[Position annotation records]
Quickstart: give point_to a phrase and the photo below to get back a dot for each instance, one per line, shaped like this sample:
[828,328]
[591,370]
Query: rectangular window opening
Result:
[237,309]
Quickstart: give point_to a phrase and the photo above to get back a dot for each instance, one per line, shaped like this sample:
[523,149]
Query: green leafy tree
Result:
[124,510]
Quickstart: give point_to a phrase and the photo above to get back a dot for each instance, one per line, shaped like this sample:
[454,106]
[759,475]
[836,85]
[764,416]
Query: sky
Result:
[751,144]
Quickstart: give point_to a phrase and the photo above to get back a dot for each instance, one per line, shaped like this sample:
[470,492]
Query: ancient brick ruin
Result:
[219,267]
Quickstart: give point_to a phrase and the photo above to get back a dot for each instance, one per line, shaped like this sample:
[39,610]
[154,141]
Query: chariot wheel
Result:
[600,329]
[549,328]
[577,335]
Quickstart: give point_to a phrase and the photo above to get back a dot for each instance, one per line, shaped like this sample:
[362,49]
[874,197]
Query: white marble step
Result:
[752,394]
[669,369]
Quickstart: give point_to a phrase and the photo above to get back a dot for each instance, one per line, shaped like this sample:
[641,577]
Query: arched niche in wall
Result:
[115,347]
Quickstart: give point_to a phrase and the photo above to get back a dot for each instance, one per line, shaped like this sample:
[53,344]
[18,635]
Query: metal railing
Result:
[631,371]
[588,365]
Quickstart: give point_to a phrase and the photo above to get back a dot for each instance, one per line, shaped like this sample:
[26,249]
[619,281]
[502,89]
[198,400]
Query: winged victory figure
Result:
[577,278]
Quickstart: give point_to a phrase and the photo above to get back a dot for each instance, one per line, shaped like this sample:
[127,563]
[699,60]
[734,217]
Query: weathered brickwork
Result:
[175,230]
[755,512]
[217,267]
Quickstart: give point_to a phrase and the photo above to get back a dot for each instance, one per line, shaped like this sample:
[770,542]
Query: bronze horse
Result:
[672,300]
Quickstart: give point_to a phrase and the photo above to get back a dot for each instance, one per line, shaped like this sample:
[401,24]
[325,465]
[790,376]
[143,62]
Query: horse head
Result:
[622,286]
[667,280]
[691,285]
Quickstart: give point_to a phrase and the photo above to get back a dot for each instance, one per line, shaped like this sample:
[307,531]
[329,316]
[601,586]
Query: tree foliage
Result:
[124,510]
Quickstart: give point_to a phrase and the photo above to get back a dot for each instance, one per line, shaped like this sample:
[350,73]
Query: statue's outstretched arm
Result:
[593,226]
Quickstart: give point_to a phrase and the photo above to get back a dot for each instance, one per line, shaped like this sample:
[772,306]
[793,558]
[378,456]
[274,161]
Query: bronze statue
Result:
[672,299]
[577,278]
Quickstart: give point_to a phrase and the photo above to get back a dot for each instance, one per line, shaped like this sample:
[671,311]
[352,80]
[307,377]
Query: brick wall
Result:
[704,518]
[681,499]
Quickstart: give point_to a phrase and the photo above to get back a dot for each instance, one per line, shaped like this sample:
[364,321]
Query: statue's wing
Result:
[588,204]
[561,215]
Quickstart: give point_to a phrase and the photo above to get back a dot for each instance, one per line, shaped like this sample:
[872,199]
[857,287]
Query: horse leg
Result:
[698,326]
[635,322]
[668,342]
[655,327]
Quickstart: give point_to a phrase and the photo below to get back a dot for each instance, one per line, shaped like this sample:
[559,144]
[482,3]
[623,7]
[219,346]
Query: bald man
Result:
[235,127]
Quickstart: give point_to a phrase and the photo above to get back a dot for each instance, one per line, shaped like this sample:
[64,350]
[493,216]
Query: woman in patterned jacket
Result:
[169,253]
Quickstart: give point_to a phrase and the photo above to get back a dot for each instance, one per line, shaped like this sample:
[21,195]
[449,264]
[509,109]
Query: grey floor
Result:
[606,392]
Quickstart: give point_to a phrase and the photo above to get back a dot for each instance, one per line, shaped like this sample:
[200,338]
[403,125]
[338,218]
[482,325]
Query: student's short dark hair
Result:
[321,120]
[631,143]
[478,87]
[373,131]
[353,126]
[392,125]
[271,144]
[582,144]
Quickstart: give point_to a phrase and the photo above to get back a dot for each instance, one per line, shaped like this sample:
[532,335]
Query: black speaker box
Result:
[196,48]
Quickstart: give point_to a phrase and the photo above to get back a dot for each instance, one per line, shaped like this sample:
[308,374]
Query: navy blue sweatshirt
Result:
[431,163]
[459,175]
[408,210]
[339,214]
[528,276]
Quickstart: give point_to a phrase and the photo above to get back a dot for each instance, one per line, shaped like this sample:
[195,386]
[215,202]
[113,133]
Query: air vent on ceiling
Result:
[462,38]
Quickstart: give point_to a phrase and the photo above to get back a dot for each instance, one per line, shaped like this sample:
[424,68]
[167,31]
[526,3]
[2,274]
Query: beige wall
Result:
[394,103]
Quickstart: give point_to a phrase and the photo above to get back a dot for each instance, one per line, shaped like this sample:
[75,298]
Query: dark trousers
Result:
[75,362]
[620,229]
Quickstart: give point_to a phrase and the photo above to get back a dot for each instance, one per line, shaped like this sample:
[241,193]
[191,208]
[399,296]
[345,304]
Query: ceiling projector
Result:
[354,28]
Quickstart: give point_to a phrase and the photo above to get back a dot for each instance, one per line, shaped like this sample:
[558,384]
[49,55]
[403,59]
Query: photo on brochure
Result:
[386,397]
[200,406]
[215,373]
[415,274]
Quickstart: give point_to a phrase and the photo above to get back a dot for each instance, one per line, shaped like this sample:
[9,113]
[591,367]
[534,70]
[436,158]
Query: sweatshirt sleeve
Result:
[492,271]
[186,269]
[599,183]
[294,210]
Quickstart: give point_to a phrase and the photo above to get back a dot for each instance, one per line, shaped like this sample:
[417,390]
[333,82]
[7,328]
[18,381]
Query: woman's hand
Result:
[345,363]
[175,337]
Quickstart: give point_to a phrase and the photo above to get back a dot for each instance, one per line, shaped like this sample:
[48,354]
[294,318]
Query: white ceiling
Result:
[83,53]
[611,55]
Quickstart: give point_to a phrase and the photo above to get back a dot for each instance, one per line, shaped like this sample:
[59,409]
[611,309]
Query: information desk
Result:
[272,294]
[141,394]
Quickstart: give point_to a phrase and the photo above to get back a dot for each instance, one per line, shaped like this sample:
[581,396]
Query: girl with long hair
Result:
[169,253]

- _TASK DIRECTIONS_
From the first line to the last, retype the data exactly.

- _OUTPUT FOR THIS TASK_
Quickstart: give point_to a phrase and the photo below to get back a dot for each instance, one per line, shaped like this sample:
[828,328]
[591,370]
Query: rectangular window opening
Result:
[237,309]
Quickstart: give point_to a phrase and the photo above to get back a dot for each instance, one per line, shaped like this sample:
[523,149]
Query: green leafy tree
Result:
[124,510]
Quickstart: give point_to a phrase and the photo above to get back a dot for each instance, one per line, shaped like this sample:
[454,106]
[759,475]
[836,85]
[764,416]
Query: sky
Result:
[751,144]
Quickstart: give point_to a phrase and the photo above to get back a dot for each instance, one per line, shaped like this sample:
[470,492]
Query: ancient brick ruin
Result:
[219,267]
Quickstart: give point_to a phrase and the photo above to get back a dot for each instance, one per line, shaped like this sample:
[39,610]
[154,141]
Query: chariot wheel
Result:
[600,329]
[549,328]
[577,335]
Quickstart: give point_to a phrase and the photo above to get back a dot for each instance, one per line, shaped like this sample:
[362,49]
[874,197]
Query: white marble step
Result:
[752,394]
[669,369]
Quickstart: give point_to a phrase and the photo above to get back a dot for each instance, one per line, shaped like this sample:
[641,577]
Query: arched niche in wall
Result:
[115,347]
Quickstart: give point_to a phrase and the photo above to get back a dot for each instance, one per line, shaped like this sample:
[53,344]
[18,635]
Query: metal railing
Result:
[631,371]
[588,365]
Quickstart: give point_to a phrase and the photo above to get back a dot for each instance, one per line, shaped like this sample:
[26,249]
[619,281]
[502,89]
[198,400]
Query: winged victory figure
Result:
[577,278]
Quickstart: give point_to a phrase and the photo above to get back a dot for each instance, one per line, shaped like this sample:
[127,563]
[699,60]
[734,217]
Query: weathered brickwork
Result:
[175,230]
[755,512]
[217,267]
Quickstart: give point_to a phrase and the photo above to get back a dot for each instance, one per line, shaped like this sample:
[770,542]
Query: bronze horse
Result:
[672,300]
Quickstart: give point_to a phrase and the photo above to get back a dot for each instance, one per line, shaped like this sample:
[401,24]
[325,465]
[790,376]
[143,62]
Query: horse head
Result:
[622,286]
[667,280]
[691,285]
Quickstart: give point_to a phrase and the photo above to get back a dot for each instance, one per line, shaped like this sample:
[307,531]
[329,316]
[601,586]
Query: tree foliage
Result:
[124,510]
Quickstart: give point_to a phrase and the photo above to get back a dot for each instance, one per line, shaped like this sample:
[350,73]
Query: statue's outstretched arm
Result:
[593,226]
Quickstart: give point_to a phrase and the photo above to get back a dot for each instance, one per line, shaped like this sample:
[772,306]
[793,558]
[378,456]
[274,161]
Query: bronze statue
Result:
[672,299]
[577,278]
Quickstart: give point_to a phrase and the photo above to get back a dot for each instance, one per line, shaped like this sample:
[671,311]
[352,80]
[307,377]
Query: brick wall
Result:
[704,518]
[681,499]
Quickstart: give point_to a phrase and the photo above to get back a dot for each instance, one per line, shaped like this sample:
[364,321]
Query: statue's wing
Result:
[588,204]
[561,215]
Quickstart: give point_to a phrase and the photo above to get back a dot for each instance, one per line, shaped like this sample:
[872,199]
[857,287]
Query: horse leg
Result:
[698,326]
[635,322]
[668,342]
[655,327]
Quickstart: give point_to a phrase and the photo below to get back a dot for each instance, one per line, shaped like this sample:
[559,144]
[482,3]
[623,7]
[219,346]
Query: bald man
Result:
[235,127]
Quickstart: give point_to a phrase and the photo above to get back a dot for each instance, one per line, shaped like this sample:
[64,350]
[493,216]
Query: woman in patterned jacket
Result:
[169,253]
Quickstart: give point_to a phrase and the photo above to get back a dot for each instance, one per line, shaped like this sample:
[21,195]
[449,264]
[509,109]
Query: grey floor
Result:
[606,392]
Quickstart: give point_to a phrase and the photo above to get back a dot for each instance, one per line, shaped like this sample:
[200,338]
[403,125]
[338,218]
[482,325]
Query: student's short dark hair
Result:
[321,120]
[631,143]
[478,87]
[373,131]
[353,126]
[392,125]
[271,144]
[582,144]
Quickstart: give point_to a phrase and the photo above to get back a dot for each instance, one per line, shaped like this sample:
[532,335]
Query: black speaker box
Result:
[196,48]
Quickstart: give point_to a phrase and the photo above to get back a dot for each instance, one per line, shaped like this sample:
[308,374]
Query: navy blue sweatshirt
Result:
[431,163]
[459,175]
[408,210]
[339,214]
[528,276]
Quickstart: give point_to a phrase and the photo above to get back a dot for each instance, one per line, shaped like this sample:
[195,386]
[215,202]
[113,133]
Query: air vent on ceiling
Result:
[462,38]
Quickstart: give point_to a phrase and the photo above to get back a dot for each instance, one per line, shaped like this sample:
[424,68]
[167,31]
[526,3]
[2,274]
Query: beige wall
Result:
[394,103]
Quickstart: give point_to a phrase and the photo above to get back a dot for each instance, one per line, shaped like this sample:
[75,298]
Query: dark trousers
Result:
[75,362]
[620,229]
Quickstart: give point_to a phrase and the photo above to get back a dot for each instance, one per line, shaped like this sample:
[241,193]
[191,208]
[399,296]
[345,304]
Query: ceiling projector
Result:
[354,28]
Quickstart: give point_to a phrase and the photo above to get back a dot for each instance, one per line, shaped like this sample:
[558,384]
[49,55]
[403,59]
Query: photo on brochure
Result:
[386,397]
[200,406]
[215,373]
[415,274]
Quickstart: give point_to a phrase and the photo above to get back a dot for each instance, one per line, shaped like this sample:
[9,113]
[591,367]
[534,70]
[436,158]
Query: sweatshirt sleeve
Result:
[492,271]
[186,269]
[599,183]
[294,210]
Quickstart: give point_to a phrase and the photo above to get back a dot for each instance, one per line, shaped like this sample:
[417,390]
[333,82]
[7,328]
[18,381]
Query: woman's hand
Result:
[345,363]
[175,337]
Quickstart: give point_to a phrase and the photo above to get back a dot for each instance, one per line, shaped like this sample:
[48,354]
[294,318]
Query: white ceiling
Result:
[83,53]
[611,55]
Quickstart: give point_to a phrase and the photo above to get back a dot for each instance, one per line, shaped like this sample:
[59,409]
[611,309]
Query: information desk
Result:
[272,294]
[141,394]
Quickstart: give point_to a phrase and the photo above to get back a dot for each instance, one per line, shaped like this sample:
[581,396]
Query: girl with long hair
Result:
[169,253]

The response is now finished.